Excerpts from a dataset

===============

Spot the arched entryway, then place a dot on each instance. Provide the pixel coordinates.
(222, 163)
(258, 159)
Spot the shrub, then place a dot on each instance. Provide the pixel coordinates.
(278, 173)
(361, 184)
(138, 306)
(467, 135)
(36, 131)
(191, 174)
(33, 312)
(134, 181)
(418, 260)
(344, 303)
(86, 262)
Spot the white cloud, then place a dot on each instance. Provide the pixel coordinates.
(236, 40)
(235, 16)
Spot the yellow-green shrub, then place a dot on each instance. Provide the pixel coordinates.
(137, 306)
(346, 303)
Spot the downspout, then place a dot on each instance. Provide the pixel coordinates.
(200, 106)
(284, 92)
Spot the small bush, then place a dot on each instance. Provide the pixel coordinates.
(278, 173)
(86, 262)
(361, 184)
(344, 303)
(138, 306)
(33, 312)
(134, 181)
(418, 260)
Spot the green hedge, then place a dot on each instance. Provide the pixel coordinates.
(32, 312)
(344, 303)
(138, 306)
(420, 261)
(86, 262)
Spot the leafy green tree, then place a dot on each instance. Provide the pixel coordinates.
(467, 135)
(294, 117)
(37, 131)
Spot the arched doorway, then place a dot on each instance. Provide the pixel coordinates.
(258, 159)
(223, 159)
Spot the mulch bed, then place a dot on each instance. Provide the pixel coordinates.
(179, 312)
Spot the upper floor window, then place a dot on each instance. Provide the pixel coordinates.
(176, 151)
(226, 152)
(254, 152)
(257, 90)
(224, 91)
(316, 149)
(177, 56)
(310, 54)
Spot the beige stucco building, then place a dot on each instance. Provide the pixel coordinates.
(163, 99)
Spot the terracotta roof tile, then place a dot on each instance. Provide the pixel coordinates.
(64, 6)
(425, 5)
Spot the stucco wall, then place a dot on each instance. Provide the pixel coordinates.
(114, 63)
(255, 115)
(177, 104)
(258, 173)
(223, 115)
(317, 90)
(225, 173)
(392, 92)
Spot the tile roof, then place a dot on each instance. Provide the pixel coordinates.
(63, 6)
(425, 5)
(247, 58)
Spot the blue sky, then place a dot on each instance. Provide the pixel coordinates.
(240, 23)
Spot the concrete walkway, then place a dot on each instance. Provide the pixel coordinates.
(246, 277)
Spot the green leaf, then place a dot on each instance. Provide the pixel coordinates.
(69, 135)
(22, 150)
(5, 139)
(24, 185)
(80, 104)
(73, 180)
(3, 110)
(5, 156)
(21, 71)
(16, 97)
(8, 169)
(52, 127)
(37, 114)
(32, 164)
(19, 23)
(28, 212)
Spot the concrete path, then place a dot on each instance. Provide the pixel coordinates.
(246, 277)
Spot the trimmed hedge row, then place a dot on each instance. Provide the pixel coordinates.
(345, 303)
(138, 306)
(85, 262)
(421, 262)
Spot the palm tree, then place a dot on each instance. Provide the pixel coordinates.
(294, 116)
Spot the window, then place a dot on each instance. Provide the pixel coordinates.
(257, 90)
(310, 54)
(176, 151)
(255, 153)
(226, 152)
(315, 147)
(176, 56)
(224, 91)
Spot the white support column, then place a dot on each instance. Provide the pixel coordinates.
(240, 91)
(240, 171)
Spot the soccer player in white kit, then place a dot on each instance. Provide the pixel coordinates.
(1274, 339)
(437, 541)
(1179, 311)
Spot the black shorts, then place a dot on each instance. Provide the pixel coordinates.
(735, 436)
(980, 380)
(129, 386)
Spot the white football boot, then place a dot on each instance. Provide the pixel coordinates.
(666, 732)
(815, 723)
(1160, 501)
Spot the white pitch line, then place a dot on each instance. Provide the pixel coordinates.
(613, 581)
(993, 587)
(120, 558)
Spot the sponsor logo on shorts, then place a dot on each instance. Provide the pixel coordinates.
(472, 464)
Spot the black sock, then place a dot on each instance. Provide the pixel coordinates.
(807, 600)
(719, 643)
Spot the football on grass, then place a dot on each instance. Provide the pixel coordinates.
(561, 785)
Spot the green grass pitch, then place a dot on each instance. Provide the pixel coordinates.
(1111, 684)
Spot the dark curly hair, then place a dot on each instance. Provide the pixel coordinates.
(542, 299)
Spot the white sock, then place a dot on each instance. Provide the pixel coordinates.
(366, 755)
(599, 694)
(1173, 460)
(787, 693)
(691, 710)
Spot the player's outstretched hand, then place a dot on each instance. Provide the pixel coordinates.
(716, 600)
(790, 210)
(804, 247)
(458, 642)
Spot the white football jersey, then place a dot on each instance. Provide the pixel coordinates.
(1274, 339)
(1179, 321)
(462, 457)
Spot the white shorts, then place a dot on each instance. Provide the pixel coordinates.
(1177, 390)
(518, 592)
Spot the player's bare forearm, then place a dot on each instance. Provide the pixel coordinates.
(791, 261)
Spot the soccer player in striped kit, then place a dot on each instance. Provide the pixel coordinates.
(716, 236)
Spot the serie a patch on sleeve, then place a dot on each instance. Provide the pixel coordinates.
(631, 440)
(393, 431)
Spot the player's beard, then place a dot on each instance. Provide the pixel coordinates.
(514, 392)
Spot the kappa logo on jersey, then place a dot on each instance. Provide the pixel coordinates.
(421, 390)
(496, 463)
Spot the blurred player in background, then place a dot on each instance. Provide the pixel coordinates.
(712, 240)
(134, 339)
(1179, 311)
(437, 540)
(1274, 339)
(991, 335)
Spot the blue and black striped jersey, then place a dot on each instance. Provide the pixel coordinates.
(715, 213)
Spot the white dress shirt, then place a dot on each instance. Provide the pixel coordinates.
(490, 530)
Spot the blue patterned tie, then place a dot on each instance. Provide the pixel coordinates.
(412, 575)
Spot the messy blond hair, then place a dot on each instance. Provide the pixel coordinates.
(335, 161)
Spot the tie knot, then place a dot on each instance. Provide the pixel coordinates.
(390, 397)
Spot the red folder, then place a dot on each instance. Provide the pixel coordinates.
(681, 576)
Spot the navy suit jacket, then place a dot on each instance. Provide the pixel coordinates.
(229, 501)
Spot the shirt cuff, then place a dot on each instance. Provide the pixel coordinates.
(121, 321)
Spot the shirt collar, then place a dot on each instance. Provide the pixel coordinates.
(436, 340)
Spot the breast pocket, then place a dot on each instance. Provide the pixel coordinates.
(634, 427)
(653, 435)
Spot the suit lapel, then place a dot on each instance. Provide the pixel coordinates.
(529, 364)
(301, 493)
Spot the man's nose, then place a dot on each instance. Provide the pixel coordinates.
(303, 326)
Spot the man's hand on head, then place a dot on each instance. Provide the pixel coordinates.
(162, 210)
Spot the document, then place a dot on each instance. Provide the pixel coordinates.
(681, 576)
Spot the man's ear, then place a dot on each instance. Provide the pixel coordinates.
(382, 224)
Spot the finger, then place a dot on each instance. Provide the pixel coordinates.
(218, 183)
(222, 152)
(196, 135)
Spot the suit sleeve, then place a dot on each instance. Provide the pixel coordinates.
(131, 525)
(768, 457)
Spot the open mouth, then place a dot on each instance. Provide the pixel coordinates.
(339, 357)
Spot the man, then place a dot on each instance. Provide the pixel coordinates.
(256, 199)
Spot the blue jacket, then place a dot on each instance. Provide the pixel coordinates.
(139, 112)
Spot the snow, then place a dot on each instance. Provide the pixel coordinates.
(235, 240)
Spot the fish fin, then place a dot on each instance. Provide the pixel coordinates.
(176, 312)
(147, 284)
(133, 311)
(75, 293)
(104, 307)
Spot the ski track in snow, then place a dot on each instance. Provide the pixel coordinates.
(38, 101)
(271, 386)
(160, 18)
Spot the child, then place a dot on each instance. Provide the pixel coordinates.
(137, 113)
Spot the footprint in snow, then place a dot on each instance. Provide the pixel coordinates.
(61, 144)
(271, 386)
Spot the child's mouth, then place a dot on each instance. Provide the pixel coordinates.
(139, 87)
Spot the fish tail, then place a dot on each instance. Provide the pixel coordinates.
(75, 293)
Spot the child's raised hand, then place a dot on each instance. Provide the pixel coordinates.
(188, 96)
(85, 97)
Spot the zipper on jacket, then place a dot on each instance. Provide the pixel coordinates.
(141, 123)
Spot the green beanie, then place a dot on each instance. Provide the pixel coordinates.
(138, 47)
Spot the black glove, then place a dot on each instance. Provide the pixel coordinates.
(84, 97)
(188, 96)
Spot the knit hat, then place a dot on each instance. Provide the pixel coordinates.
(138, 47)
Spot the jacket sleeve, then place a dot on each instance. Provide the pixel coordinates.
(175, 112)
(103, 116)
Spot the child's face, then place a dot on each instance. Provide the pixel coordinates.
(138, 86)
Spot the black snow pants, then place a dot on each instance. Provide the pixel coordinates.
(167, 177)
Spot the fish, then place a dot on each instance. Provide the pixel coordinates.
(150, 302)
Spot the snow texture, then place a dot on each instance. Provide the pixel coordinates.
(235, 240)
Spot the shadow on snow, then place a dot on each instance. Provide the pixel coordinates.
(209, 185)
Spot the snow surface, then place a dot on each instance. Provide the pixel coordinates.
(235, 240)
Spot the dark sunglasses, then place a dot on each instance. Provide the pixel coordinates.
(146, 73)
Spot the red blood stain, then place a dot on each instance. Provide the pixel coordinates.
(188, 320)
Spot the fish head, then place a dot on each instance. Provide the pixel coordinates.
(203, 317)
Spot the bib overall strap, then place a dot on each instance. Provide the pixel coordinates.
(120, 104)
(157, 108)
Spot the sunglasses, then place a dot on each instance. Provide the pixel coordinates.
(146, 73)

===============

§ **Your goal**
The required output is the exact run of lines from the one with "Spot the red blood" through the final line of the entries.

§ **Output for this task**
Spot the red blood stain, then place a dot on each instance. Provide the pixel coordinates.
(188, 320)
Spot the fish head, then place a dot on each instance. Provide the pixel coordinates.
(203, 317)
Spot the bib overall strap, then place a dot on each instance. Provide the pixel coordinates.
(120, 104)
(157, 108)
Spot the sunglasses, then place a dot on each instance. Provide the pixel coordinates.
(146, 73)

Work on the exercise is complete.